Your instructions:
A faithful copy of the data, pictures omitted, is the required answer.

Information supplied:
*** Block opens ***

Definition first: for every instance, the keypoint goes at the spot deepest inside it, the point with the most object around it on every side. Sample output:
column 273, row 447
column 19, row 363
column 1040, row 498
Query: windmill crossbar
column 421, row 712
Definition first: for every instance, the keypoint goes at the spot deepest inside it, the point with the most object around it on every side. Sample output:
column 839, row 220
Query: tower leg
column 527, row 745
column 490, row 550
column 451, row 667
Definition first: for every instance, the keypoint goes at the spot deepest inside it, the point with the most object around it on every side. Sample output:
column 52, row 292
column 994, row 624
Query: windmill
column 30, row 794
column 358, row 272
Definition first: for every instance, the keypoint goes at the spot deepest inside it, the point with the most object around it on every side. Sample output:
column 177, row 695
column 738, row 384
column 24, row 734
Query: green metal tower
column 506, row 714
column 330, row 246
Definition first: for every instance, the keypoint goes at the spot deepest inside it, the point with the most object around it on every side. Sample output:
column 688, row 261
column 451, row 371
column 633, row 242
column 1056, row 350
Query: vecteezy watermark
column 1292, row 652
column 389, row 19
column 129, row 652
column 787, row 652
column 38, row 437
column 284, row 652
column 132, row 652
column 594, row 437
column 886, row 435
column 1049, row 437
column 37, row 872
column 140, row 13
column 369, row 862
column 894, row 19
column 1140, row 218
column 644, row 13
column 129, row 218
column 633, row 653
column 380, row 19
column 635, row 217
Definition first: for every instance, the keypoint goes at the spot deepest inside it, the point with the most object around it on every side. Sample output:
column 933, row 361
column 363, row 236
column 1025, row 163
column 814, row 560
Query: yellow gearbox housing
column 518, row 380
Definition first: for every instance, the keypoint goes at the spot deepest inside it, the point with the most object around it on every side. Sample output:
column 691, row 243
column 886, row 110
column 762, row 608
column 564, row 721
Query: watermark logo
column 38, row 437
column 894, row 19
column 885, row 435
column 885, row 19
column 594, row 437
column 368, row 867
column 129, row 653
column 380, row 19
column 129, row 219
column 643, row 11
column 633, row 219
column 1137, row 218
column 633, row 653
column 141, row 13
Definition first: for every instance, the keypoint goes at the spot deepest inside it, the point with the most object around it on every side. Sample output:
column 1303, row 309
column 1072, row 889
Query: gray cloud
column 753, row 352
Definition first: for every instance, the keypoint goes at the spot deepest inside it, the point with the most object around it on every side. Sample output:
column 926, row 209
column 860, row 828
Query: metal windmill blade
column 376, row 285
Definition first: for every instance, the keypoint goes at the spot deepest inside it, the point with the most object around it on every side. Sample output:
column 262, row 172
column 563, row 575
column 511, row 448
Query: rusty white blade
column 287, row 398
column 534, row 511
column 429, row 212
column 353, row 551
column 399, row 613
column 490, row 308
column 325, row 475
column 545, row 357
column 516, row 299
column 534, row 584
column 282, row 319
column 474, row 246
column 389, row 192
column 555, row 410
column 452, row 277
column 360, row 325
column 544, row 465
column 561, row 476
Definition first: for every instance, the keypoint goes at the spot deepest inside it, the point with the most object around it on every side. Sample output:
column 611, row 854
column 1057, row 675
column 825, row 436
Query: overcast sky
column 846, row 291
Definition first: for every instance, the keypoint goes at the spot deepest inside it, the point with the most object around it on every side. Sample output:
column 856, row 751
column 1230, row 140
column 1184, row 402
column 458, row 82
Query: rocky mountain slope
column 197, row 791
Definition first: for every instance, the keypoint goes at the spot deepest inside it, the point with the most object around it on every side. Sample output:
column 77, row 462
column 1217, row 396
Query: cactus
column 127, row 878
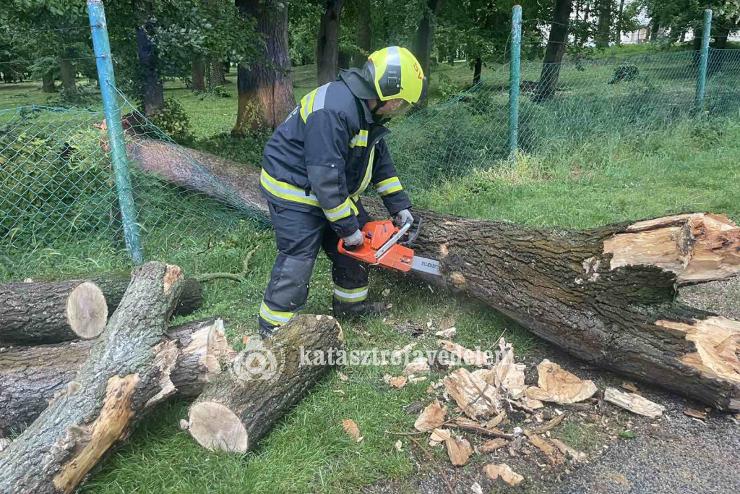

*** Block closes ***

Task output:
Definition first: for every instance, the keypoint goes at the spot deepest inside it, the point with the most object around it on every side. Sample output:
column 273, row 447
column 19, row 363
column 1040, row 498
Query: windmill crossbar
column 421, row 712
Definition first: for every instance, the keypoint goes at the spot deepest inside it, the point with the most object around it on every side. Sample output:
column 839, row 220
Query: tower leg
column 527, row 745
column 490, row 550
column 451, row 667
Definition first: for every instance, the keypoint goes at the spot deepest inside it, the point with the most object around it on every side. Sample output:
column 52, row 292
column 994, row 624
Query: windmill
column 30, row 794
column 358, row 272
Definition first: for every instance, the keypoint goes at the spot deepest inside it, the point with the most object around it on every side. Sample output:
column 177, row 695
column 738, row 384
column 24, row 734
Query: green metal tower
column 506, row 714
column 330, row 246
Definition first: for every instance, the keypoint goes at the spot deepest inside it, the point with the most object around it on every side. Sample output:
column 688, row 261
column 451, row 371
column 633, row 242
column 1056, row 350
Query: vecteezy watermark
column 1292, row 652
column 389, row 19
column 129, row 652
column 787, row 652
column 38, row 437
column 284, row 652
column 132, row 652
column 594, row 437
column 886, row 435
column 1049, row 437
column 37, row 872
column 140, row 13
column 369, row 862
column 894, row 19
column 1140, row 218
column 644, row 13
column 129, row 218
column 633, row 653
column 380, row 19
column 635, row 217
Definition first: for every instance, the keypoint goes at the spot deepest inside it, the point with the most object around it on every side. Sample output:
column 933, row 361
column 363, row 236
column 1025, row 163
column 814, row 560
Query: yellow gearbox housing
column 518, row 380
Definition first: for every instance, the keypoint goes at the spot deepest inside it, the point with the most object around it on every side. Sample output:
column 691, row 243
column 886, row 110
column 762, row 608
column 564, row 721
Query: watermark logo
column 38, row 437
column 894, row 19
column 885, row 435
column 885, row 19
column 594, row 437
column 368, row 867
column 129, row 653
column 380, row 19
column 129, row 219
column 643, row 11
column 633, row 219
column 1137, row 218
column 633, row 653
column 141, row 13
Definition first: for every instance, the keypoint goes at the spot deepest inside it, the point with the most object around it on every side. Sample output:
column 1303, row 309
column 1072, row 889
Query: gray cloud
column 753, row 352
Definition first: for every instance, the keypoint goes at the spot deepest inside it, the point with the most object around it on every side. Sample output:
column 926, row 209
column 860, row 828
Query: metal windmill blade
column 376, row 285
Definition first: for every instance, the keypoint goes at the spot deepest inside it, the point with the most object around it on every side. Sample output:
column 262, row 172
column 563, row 575
column 511, row 448
Query: rusty white blade
column 287, row 398
column 534, row 511
column 429, row 212
column 353, row 551
column 399, row 613
column 490, row 308
column 325, row 475
column 545, row 357
column 516, row 299
column 534, row 584
column 282, row 319
column 474, row 246
column 389, row 192
column 555, row 410
column 452, row 277
column 360, row 325
column 544, row 465
column 561, row 476
Definition first: for every instance, the keypoint goes at the spot deepest inside it, the point with the most object around it on every side. Sample output:
column 611, row 854
column 1057, row 675
column 825, row 436
Query: overcast sky
column 846, row 291
Definition first: for every instance, the keypoint goes at the spot deepest inside it, the point with the most object around it on every side. Sample output:
column 856, row 751
column 1230, row 140
column 1184, row 402
column 458, row 82
Query: rocky mountain slope
column 197, row 791
Definition first: for every instance, the keypoint goes at the spot deepest inside it, the point with the most object around it on every side. Sample output:
column 77, row 462
column 1217, row 396
Query: cactus
column 127, row 878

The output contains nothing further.